# ACTIVITY 1:
List every song title named in the text about George Michael's album Patience.
# ACTIVITY 2:
Reproduce the stretch of the George Michael text from "Patience is set" through "before, explains the singer.", word for word.
[Opening TEXT SHOWN section]
This seemed to mark the return of his muse, and a determination to make an album that would satisfy his audience. After that, he was rarely away from the studio, and in the summer of 2003, he recorded what is perhaps one of his greatest ever songs, Through – a track with wonderful, soaring vocals, and one of the standout ballads on the album. With his inspiration back, Michael was working at full throttle. In July, the plan was to release the album in November, but as each month passed, the release date slipped. By November 2003, the record wasn’t complete, and he was still deciding on record contracts. In the end, he decided to sign with Sony the company he took to court in the 1990s. This time round, though, the contract is for just one album. Having given up on his record sales in America for years, the return to Sony will see George make a renewed attack on the US.

Patience is set for release on 15 March, with the single Amazing released a fortnight earlier. And, in a move designed to satisfy the extraordinary demand for George’s new work, Sony has made the single available to buy on-line where it has already topped the download charts. Amazing, it seems, was a change of heart as a first release on Sony. Last year, shortly before signing his new record contract, George Michael had told me that he was planning John and Elvis Are Dead as his first single – and indeed he’s already recorded a video for this song. The title of this song, which refers to John Lennon and Elvis Presley, has all the makings of a global smash hit, George used the multi-million dollar John Lennon piano he bought some years ago

– I used it to give the introduction the right feel, he says. - The album is a lot more radio friendly than before, explains the singer.
[Closing TEXT SHOWN section]
[Opening MATERIAL PROVIDED section]
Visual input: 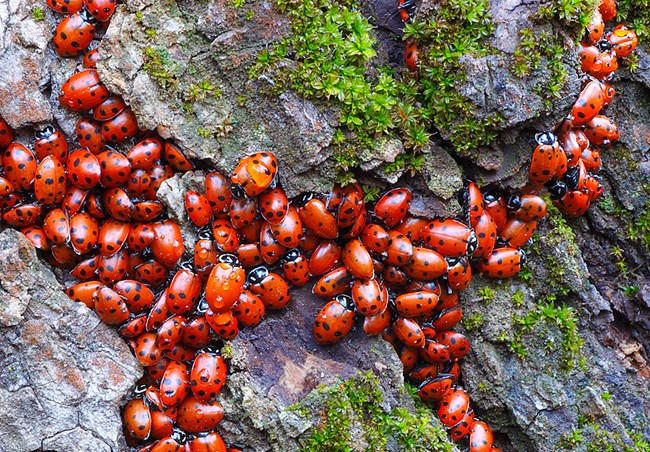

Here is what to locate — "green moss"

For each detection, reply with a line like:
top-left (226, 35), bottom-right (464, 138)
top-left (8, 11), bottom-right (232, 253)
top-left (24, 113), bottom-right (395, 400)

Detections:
top-left (290, 372), bottom-right (452, 452)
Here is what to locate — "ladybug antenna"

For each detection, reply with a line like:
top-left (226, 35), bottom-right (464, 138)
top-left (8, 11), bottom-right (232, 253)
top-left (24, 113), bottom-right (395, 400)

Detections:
top-left (246, 265), bottom-right (269, 286)
top-left (535, 132), bottom-right (557, 146)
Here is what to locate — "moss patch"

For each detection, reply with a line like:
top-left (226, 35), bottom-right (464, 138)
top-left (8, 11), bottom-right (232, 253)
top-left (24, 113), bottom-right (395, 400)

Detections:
top-left (290, 372), bottom-right (452, 452)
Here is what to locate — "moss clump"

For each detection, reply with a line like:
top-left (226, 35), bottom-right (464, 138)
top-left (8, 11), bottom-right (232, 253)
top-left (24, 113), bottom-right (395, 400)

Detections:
top-left (290, 372), bottom-right (452, 452)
[Closing MATERIAL PROVIDED section]
# PROBLEM SOLUTION 1:
- Through
- Amazing
- John and Elvis Are Dead

# PROBLEM SOLUTION 2:
Patience is set for release on 15 March, with the single Amazing released a fortnight earlier. And, in a move designed to satisfy the extraordinary demand for George’s new work, Sony has made the single available to buy on-line where it has already topped the download charts. Amazing, it seems, was a change of heart as a first release on Sony. Last year, shortly before signing his new record contract, George Michael had told me that he was planning John and Elvis Are Dead as his first single – and indeed he’s already recorded a video for this song. The title of this song, which refers to John Lennon and Elvis Presley, has all the makings of a global smash hit, George used the multi-million dollar John Lennon piano he bought some years ago

– I used it to give the introduction the right feel, he says. - The album is a lot more radio friendly than before, explains the singer.